Exclude all images and print the entries below exactly.

» **RECORDS FOR PROCESSING**:

+-------+

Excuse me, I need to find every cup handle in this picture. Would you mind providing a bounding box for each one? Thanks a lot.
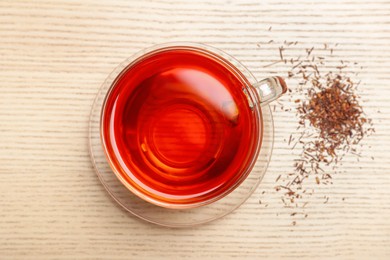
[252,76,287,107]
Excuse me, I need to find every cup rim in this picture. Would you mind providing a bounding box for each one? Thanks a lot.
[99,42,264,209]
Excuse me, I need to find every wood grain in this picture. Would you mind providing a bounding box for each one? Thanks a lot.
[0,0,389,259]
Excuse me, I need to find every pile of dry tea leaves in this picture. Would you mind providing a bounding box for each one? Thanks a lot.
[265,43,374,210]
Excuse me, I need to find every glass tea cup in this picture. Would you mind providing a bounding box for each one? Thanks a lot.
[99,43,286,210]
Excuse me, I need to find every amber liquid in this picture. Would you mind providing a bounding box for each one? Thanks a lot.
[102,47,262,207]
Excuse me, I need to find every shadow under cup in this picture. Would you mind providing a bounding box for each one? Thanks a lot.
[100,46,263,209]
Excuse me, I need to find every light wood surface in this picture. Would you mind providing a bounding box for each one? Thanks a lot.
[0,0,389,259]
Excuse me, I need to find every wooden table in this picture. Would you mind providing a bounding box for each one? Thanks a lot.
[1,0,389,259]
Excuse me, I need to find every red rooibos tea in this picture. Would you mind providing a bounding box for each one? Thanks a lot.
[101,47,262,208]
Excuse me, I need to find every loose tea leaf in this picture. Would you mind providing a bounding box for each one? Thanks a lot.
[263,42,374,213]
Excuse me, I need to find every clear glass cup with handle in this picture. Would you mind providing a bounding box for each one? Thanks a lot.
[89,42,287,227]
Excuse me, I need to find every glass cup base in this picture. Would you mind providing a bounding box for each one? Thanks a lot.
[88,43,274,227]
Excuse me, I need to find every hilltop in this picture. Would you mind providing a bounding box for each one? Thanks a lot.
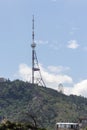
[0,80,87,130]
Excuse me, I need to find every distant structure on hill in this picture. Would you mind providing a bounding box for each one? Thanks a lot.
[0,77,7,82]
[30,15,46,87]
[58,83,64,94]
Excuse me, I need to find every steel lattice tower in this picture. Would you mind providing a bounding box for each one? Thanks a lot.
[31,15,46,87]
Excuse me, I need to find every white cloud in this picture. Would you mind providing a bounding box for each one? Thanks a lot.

+-------+

» **OUTPUT OF THE TASK**:
Excuse me, I need to find every cup handle in this picture. Would you mind providing a bounding box for each one? Thanks a lot.
[252,76,287,107]
Excuse me, I need to find every cup rim in this picture. Would you mind providing a bounding box for each one? Thanks a lot.
[99,42,264,209]
Excuse me, I need to find every wood grain in this picture. Would you mind providing a bounding box for each one? Thanks a lot.
[0,0,389,259]
Excuse me, I need to find every pile of dry tea leaves in this picture. Would you mind providing a bounding box for each one? Thanks a lot.
[265,43,374,210]
Excuse me, I need to find every glass tea cup in this picture. Would you mind providing a bounding box for each one? Thanks a lot.
[99,43,286,210]
Excuse me, I need to find every amber liquid in this picture. Would you mind providing a bounding box for each one? Thanks a lot.
[102,47,262,207]
Excuse me, I need to find every shadow under cup in this picture. Would you mind providing a bounding box for each one? Thanks a lot.
[100,46,263,209]
Excuse me, I need to find every light wood surface in this picture. Would you mind providing a bounding box for each one? Thanks a lot.
[0,0,389,259]
Excuse me, I need to find every wooden table in this picture. Would you mind providing a bounding box for each one? Thanks a lot.
[1,0,389,259]
Excuse me, I need to find every red rooibos tea in this picture. Would you mind providing a bounding box for each one? Thanks a lot.
[101,47,262,208]
Excuse me, I need to find every loose tea leaf in this picture. Would you mind providing a bounding box for each one? Thanks a lot.
[263,42,374,213]
Excuse me, I need to find every clear glass cup with handle in this picture. Would you mind providing a bounding box for each one? Thanks a lot.
[89,42,287,227]
Excuse me, I need to find every glass cup base in this picture. Would you mind providing a bounding box for each one? Thanks a lot.
[88,43,274,227]
Excuse me, I need to find every hilltop in this picture. Would you mind providing a bounding box for each one? Thanks a lot.
[0,80,87,130]
Excuse me, I need to find every distant structure on hill in this picture. Would you mind providing a bounding box for each one? Thanks a lot.
[0,77,7,82]
[30,15,46,87]
[58,83,64,94]
Excuse me, I need to find every steel lattice tower in this picture. Would you mind providing a bounding box for each one? Thanks a lot.
[31,15,46,87]
Excuse me, I need to find every white cloud in this picture. Would you mind providing a bounding box for each one? Thanks a lot.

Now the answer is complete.